● **Wymagania ćwiczenia**:
• a. Sprawdź, czy każde z poniższych stwierdzeń zgadza się z tekstem o dżungli górskiej. Przy każdym odpowiedz „tak” lub „nie” i przytocz dosłownie rozstrzygające słowa tekstu.
(i) Dżungla górska należała do Imperium Inków.
(ii) Rzeki w dżungli górskiej nie wylewają.
(iii) Ludność i turystów z Aguas Caliente ewakuowano łodziami.
• b. Na podstawie tekstu o dżungli górskiej odpowiedz krótko na pytania:
(i) Jak nazywali się szybkobieżni posłańcy przemierzający inkaskie drogi?
(ii) Wody której rzeki zabrały w dużej mierze Aguas Caliente?
(iii) Jaką miejscowość spotkał taki sam los w zeszłym roku?
• c. Dopisz dalszy ciąg tekstu o dżungli górskiej, zaczynając od miejsca, w którym się kończy.

● **Podany tekst**:
===============

Podróżnikowi nie grozi utknięcie w błocie, może suchą stopą przeprawić się z punktu A do punktu B, zresztą dżungla górska stanowiła część Tahuantinsuyu, Imperium Inków – więc przecinały ją także Qhapac Ñan, inkaskie drogi (wpisane na Listę Dziedzictwa UNESCO) po których chyżo mknęli dzierżąc w dłoniach kipu, szybkobieżni posłańcy chasqi. Ba, nawet dziś dżunglę górską gdzieniegdzie przecinają nawet koleje.

Dżungla górska

    Musi się natomiast podróżnik częściej niż w Amazonii przedzierać przez kolczaste chynchy, nieraz pokonując spore różnice w terenie. No i – skoro las nie jest podmokły, a rzeki bardziej górskie – może zapomnieć o łatwym transporcie łodziami. Nie oznacza to, że rzeki w dżungli górskiej nie wylewają – robią to, tylko dużo bardziej nieregularnie, gwałtownie i niszczycielsko (powodzie w Amazonii odbywają się cyklicznie, ale za to w leniwym rytmie cumbii). Przy wpisie o Machu Picchu wspominałem czemu to miasta wznoszono na niebotycznych wzgórzach. Aguas Caliente, leżące u stóp Patallaqty jakiś czas temu zostało w dużej mierze zabrane przez wody świętej rzeki Urubamby – ludność i turystów ewakuowano helikopterami. W zeszłym roku taki los spotkał miejscowość Santa Teresa, malowniczo (trochę ubarwiam) położoną pomiędzy plantacjami (raczej niewielkie sady) kawowców i kakaowców (tudzież kokainowców i bananowców).

===============

● **Dostarczone informacje**:

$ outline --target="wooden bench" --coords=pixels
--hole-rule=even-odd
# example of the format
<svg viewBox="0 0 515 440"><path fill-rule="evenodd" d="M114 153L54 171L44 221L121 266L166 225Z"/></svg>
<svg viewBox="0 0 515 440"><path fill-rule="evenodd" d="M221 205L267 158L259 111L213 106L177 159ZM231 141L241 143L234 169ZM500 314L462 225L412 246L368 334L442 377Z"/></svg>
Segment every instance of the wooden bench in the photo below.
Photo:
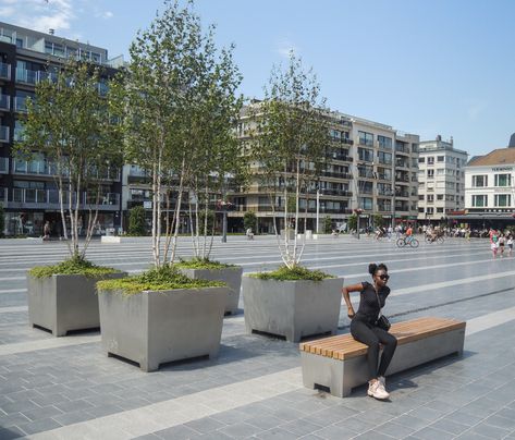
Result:
<svg viewBox="0 0 515 440"><path fill-rule="evenodd" d="M446 356L463 354L466 322L444 318L419 318L392 325L397 347L387 375ZM329 388L332 395L348 395L368 381L367 345L351 334L339 334L301 344L304 386Z"/></svg>

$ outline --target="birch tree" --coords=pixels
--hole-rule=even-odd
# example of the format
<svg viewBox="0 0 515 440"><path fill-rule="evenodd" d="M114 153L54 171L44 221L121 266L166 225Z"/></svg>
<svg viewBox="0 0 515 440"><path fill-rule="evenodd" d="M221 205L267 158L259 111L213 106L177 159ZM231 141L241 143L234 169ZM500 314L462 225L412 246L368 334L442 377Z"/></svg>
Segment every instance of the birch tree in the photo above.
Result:
<svg viewBox="0 0 515 440"><path fill-rule="evenodd" d="M86 256L106 195L105 179L122 166L122 131L113 118L109 86L107 96L100 94L99 69L69 59L39 82L22 120L23 140L14 148L27 160L44 156L59 192L64 240L71 257L79 259ZM86 212L86 239L81 246L79 222Z"/></svg>
<svg viewBox="0 0 515 440"><path fill-rule="evenodd" d="M302 242L297 239L301 199L304 197L308 203L308 193L326 160L329 142L326 100L320 97L320 85L312 70L305 71L302 60L291 52L285 69L272 69L265 99L254 105L250 113L257 122L253 150L259 163L258 178L268 190L281 258L292 269L299 264L305 246L305 235ZM281 213L283 240L275 222L275 216ZM287 233L292 223L293 240Z"/></svg>

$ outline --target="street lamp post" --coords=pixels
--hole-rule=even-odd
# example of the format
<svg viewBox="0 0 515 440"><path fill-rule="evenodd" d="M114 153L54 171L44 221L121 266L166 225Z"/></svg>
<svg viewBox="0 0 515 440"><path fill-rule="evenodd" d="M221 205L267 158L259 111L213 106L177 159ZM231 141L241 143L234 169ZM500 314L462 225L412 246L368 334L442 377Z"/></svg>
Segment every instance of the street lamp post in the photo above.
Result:
<svg viewBox="0 0 515 440"><path fill-rule="evenodd" d="M317 186L317 234L320 233L320 187Z"/></svg>

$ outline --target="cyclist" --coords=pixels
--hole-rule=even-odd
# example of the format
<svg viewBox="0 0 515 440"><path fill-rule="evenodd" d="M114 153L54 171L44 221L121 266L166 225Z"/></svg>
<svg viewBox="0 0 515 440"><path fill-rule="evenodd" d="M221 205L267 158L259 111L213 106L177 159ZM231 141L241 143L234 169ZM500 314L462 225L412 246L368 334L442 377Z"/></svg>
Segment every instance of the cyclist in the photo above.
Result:
<svg viewBox="0 0 515 440"><path fill-rule="evenodd" d="M413 240L413 228L410 224L407 225L407 230L406 230L406 243L410 243Z"/></svg>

===============

● **Oczekiwane odpowiedzi**:
• a.
(i) Tak: „dżungla górska stanowiła część Tahuantinsuyu, Imperium Inków”.
(ii) Nie: „Nie oznacza to, że rzeki w dżungli górskiej nie wylewają – robią to, tylko dużo bardziej nieregularnie, gwałtownie i niszczycielsko”.
(iii) Nie: „ludność i turystów ewakuowano helikopterami”.

• b.
(i) Chasqi.
(ii) Świętej rzeki Urubamby.
(iii) Santa Teresa.

• c.
Urubamba - święta rzeka
Santa Teresa przed powodzią

    Ponieważ dżungla górska także od wieków – podobnie jak amazońska – była wykorzystywana przez Człowieka. Myślę, że nawet intensywniej, niż nizinna – łatwiej było tu uprawiać ziemię, choć zapewne była mniej żyzna niż w Amazonii.
    Także dzisiaj tak jest, choć profil upraw zmienił się znacznie po Konkwiście. Pojawiła się mianowicie kawa i kakao.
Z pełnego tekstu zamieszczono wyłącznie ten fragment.